**Extrait du document**.
++++

11. L’article 5, paragraphe 1, de ladite loi définit comme convention d’arbitrage une convention conclue entre les parties en vertu de laquelle des litiges nés ou susceptibles de naître de rapports contractuels ou extracontractuels déterminés sont soumis à un tribunal arbitral.
12. En vertu de l’article 8, paragraphe 1, de la loi n° LXXI de 1994, la juridiction qui est saisie d’un recours dans une affaire entrant dans le champ d’application de la convention d’arbitrage doit, sauf pour ce qui est des recours visés à l’article 54 de cette loi, rejeter la requête comme irrecevable sans convoquer les parties, ou doit, si une partie le demande, clore l’affaire sauf si elle constate que la convention d’arbitrage est inexistante, nulle, sans effet ou impossible à mettre en œuvre.
13. Selon l’article 54 de la loi n° LXXI de 1994, il ne peut pas être fait appel d’une sentence arbitrale. Une juridiction ne peut être saisie que d’une demande d’annulation d’une sentence pour les motifs déterminés à l’article 55 de cette loi.

++++

**Le problème**.
Recopiez en entier l'extrait ci-dessus sur l'arbitrage, mot pour mot.

**Matériel**.
++++

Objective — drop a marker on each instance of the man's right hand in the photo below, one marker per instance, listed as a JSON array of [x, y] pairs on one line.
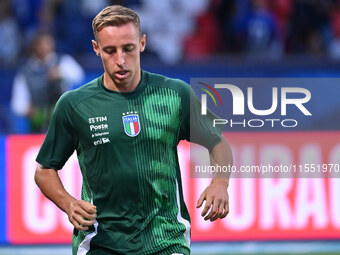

++++

**Réponse**.
11. L’article 5, paragraphe 1, de ladite loi définit comme convention d’arbitrage une convention conclue entre les parties en vertu de laquelle des litiges nés ou susceptibles de naître de rapports contractuels ou extracontractuels déterminés sont soumis à un tribunal arbitral.
12. En vertu de l’article 8, paragraphe 1, de la loi n° LXXI de 1994, la juridiction qui est saisie d’un recours dans une affaire entrant dans le champ d’application de la convention d’arbitrage doit, sauf pour ce qui est des recours visés à l’article 54 de cette loi, rejeter la requête comme irrecevable sans convoquer les parties, ou doit, si une partie le demande, clore l’affaire sauf si elle constate que la convention d’arbitrage est inexistante, nulle, sans effet ou impossible à mettre en œuvre.
13. Selon l’article 54 de la loi n° LXXI de 1994, il ne peut pas être fait appel d’une sentence arbitrale. Une juridiction ne peut être saisie que d’une demande d’annulation d’une sentence pour les motifs déterminés à l’article 55 de cette loi.